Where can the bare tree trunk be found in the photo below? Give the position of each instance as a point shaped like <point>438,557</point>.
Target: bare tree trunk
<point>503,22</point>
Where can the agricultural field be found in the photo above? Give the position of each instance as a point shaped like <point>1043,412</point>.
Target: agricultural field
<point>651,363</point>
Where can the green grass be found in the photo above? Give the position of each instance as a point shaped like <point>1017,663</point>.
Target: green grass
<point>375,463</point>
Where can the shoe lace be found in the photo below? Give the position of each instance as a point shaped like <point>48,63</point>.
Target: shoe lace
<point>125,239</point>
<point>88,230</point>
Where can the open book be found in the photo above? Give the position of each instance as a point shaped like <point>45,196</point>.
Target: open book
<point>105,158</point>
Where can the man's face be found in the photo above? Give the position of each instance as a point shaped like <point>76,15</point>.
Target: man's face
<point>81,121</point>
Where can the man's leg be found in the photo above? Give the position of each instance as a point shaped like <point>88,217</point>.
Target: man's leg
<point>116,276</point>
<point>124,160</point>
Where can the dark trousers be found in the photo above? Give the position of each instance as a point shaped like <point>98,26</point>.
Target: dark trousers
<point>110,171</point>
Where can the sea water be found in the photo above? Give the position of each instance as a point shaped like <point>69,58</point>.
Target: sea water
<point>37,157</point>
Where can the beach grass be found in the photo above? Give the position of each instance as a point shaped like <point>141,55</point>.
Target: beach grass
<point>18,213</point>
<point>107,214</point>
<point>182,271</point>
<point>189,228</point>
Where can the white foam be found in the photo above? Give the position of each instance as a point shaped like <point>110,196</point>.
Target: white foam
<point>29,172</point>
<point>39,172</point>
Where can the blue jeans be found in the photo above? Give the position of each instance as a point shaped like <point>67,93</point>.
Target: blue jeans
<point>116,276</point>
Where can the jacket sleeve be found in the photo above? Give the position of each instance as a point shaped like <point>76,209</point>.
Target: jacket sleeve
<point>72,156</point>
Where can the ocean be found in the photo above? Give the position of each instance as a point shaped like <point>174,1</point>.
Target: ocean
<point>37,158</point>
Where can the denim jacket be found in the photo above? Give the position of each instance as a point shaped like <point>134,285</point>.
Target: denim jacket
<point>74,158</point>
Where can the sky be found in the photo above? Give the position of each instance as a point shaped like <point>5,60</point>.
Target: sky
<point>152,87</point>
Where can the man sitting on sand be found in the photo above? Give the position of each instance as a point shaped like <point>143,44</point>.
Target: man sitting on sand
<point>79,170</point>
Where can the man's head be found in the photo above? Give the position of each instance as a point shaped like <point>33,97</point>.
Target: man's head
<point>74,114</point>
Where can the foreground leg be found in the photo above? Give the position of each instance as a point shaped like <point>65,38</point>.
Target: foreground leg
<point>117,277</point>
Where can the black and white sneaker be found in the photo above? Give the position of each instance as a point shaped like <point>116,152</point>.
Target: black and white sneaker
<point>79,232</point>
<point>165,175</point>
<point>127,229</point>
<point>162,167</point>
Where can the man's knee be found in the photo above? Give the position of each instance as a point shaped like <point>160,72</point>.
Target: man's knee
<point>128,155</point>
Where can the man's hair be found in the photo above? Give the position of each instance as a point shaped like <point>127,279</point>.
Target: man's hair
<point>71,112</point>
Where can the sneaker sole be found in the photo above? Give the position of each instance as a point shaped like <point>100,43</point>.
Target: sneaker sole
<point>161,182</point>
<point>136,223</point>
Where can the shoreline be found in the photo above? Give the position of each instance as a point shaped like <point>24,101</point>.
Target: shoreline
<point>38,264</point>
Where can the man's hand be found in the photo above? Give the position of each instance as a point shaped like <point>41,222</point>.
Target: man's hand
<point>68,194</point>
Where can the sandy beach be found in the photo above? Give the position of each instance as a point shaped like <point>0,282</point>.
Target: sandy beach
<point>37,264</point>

WHAT NEEDS TO BE DONE
Could all of the entries be retyped word for word?

RESPONSE TO THIS EXERCISE
Where can the bare tree trunk be found in the photo below? Give the position of each instance as a point shaped like <point>438,557</point>.
Target: bare tree trunk
<point>503,22</point>
Where can the agricultural field be found in the photo above? Give the position of each instance as a point shaped like <point>1043,412</point>.
Target: agricultural field
<point>651,363</point>
Where can the green grass be found in the photo above? Give the position of each instance as a point shaped like <point>1017,663</point>.
Target: green grass
<point>375,463</point>
Where can the shoe lace be found in the photo below? Give the position of each instance as a point shaped like <point>48,63</point>.
Target: shoe lace
<point>125,239</point>
<point>88,230</point>
Where can the open book be found in the photo above? Give the position of each instance as a point shaped like <point>45,196</point>.
Target: open book
<point>105,158</point>
Where can the man's face be found in the photo above? Give the position of each instance as a point shaped like <point>76,15</point>.
Target: man's face
<point>81,121</point>
Where can the man's leg be found in the photo above? Give the position of each instance as a point shaped like <point>88,217</point>.
Target: man's leg
<point>116,276</point>
<point>124,160</point>
Where can the dark trousers be found in the photo above? Give the position of each instance as a point shaped like <point>98,26</point>.
Target: dark trousers
<point>110,171</point>
Where can the sea water be found in the photo above? Give the position of each instance as a point shaped like <point>69,58</point>.
Target: sea water
<point>37,157</point>
Where can the beach grass be found in the photo above? Give the position of each instance as a point shaped like <point>141,55</point>.
Target: beach grass
<point>18,213</point>
<point>107,214</point>
<point>182,271</point>
<point>189,228</point>
Where can the white foam be found in the photo above? Give the position of each instance as a point shaped like <point>110,196</point>.
Target: white foam
<point>29,172</point>
<point>39,172</point>
Where can the blue jeans be found in the photo above? Give the position of each instance as a point shaped like <point>67,93</point>.
Target: blue jeans
<point>116,276</point>
Where can the jacket sleeve be found in the photo above? Give the position of each instance as a point shaped like <point>76,209</point>.
Target: jacket sleeve
<point>72,156</point>
Where can the ocean be found in the photo above? Give the position of each instance as a point shaped like <point>174,1</point>.
Target: ocean
<point>37,158</point>
Where can the denim jacket be found in the photo above? Give the position of each instance as a point shaped like <point>134,285</point>.
Target: denim jacket
<point>74,158</point>
Where can the sky be found in the photo above? Give the position of each instance as a point shaped like <point>5,60</point>.
Target: sky
<point>152,87</point>
Where can the man sitting on sand be found in the photo above? Give the position of each instance as a point shaped like <point>143,44</point>.
Target: man sitting on sand
<point>79,170</point>
Where can the man's head be found in the photo above? Give the position of each instance as a point shaped like <point>33,97</point>.
Target: man's head
<point>74,114</point>
Where can the foreground leg be found in the photo above? Give the position of each instance as a point shaped like <point>65,38</point>.
Target: foreground leg
<point>117,277</point>
Where can the black and white sneaker be found in the photo above? Give the position of each instance as a point shaped like <point>116,152</point>.
Target: black and white sneaker
<point>79,232</point>
<point>165,175</point>
<point>127,229</point>
<point>162,167</point>
Where can the man's knee be found in the photo above? Give the position of each instance as a point shaped like <point>160,72</point>.
Target: man's knee
<point>128,155</point>
Where can the man's hair be found in the photo above? Give the position of each instance as a point shaped like <point>127,279</point>.
Target: man's hair
<point>71,112</point>
Where can the sneaker sole be found in the photo above? Give the position of each instance as a point shaped like <point>100,43</point>.
Target: sneaker sole
<point>161,182</point>
<point>136,223</point>
Where can the shoreline be found in the photo above? Give the position of each instance as a point shaped like <point>24,101</point>.
Target: shoreline
<point>38,264</point>
Where can the man's hand be found in the photo above? Give the position of each instance as a point shaped like <point>41,222</point>.
Target: man's hand
<point>68,194</point>
Where can the sandy beach be found in the photo above? Give the position of each instance as a point shaped like <point>0,282</point>.
Target: sandy beach
<point>37,264</point>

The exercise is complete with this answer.